Contour annotation records
######

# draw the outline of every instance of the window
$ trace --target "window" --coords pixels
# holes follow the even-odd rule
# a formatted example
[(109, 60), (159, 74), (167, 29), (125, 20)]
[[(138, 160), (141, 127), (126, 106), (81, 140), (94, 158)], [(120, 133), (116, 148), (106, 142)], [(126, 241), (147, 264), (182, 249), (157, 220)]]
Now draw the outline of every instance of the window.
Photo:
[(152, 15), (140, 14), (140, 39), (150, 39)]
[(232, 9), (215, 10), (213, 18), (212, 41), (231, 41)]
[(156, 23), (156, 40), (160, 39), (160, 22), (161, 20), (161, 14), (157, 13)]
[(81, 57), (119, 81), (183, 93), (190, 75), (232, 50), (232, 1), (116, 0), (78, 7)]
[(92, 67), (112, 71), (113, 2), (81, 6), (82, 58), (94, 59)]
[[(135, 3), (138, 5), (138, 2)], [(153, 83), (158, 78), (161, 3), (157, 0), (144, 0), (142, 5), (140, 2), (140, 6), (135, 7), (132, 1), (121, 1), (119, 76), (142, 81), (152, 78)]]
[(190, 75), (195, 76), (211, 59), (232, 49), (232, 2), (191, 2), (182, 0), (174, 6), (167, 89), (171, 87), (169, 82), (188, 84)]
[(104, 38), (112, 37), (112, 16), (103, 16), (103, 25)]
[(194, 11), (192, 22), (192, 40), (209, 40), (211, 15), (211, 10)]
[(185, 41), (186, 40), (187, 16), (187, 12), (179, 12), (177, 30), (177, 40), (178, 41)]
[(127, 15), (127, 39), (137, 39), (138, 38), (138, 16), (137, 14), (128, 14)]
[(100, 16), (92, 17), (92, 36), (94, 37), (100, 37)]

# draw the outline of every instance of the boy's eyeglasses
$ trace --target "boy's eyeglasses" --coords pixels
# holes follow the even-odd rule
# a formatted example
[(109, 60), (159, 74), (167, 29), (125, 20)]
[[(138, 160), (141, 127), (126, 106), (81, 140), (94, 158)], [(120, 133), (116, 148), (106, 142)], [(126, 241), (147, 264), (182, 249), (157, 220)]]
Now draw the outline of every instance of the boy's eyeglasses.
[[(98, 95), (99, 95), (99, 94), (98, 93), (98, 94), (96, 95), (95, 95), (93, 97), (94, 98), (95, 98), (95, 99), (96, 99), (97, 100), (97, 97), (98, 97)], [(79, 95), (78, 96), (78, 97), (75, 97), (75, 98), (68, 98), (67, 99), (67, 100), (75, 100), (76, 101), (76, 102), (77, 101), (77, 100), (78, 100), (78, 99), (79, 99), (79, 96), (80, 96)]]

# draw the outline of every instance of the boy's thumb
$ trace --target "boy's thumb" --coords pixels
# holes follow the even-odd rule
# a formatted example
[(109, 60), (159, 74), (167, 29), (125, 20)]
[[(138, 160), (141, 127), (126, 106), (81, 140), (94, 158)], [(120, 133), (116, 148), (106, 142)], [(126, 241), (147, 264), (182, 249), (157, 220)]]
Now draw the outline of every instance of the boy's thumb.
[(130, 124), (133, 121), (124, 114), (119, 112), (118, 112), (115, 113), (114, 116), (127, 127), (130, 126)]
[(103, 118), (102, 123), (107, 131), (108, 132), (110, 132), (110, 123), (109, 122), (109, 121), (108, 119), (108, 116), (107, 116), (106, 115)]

######

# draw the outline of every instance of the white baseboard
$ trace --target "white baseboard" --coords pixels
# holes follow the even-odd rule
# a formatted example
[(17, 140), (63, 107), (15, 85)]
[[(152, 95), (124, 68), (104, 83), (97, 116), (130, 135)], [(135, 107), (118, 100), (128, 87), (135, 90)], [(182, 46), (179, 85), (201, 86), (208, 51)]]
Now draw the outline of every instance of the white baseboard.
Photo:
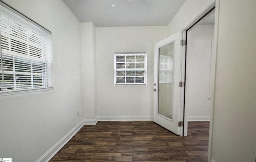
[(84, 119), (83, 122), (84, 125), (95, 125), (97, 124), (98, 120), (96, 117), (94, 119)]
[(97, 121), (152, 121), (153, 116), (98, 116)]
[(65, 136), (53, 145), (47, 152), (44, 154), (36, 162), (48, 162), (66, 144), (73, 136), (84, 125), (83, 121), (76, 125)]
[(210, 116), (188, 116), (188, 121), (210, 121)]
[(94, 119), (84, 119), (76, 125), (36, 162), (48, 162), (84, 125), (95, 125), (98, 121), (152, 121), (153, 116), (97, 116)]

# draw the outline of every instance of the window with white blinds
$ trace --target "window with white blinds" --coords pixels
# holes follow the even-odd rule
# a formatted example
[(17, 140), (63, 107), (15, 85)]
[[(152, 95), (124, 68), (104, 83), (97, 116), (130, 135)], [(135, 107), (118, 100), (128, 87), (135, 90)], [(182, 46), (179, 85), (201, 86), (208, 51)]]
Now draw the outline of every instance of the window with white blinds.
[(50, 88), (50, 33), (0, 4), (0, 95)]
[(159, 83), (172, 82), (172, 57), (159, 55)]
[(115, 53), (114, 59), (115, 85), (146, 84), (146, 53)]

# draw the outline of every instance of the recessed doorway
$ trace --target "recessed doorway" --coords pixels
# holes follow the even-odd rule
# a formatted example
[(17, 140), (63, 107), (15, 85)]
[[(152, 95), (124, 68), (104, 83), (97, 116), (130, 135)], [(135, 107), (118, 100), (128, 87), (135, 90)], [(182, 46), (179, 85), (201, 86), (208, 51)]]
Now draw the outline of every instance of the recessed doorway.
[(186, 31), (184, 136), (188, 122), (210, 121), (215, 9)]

######

> Job: Collect every line of the rows above that contains the string "window", and copy each one in full.

> Result for this exercise:
# draw the outline of every instance of the window
$ trace --target "window" --coords pixels
Now draw the outline of every instance of the window.
# draw the outline of every instance of the window with white blinds
$ trace --target "window with white blinds" --coords pixels
Now draw the outline of every instance of the window with white blinds.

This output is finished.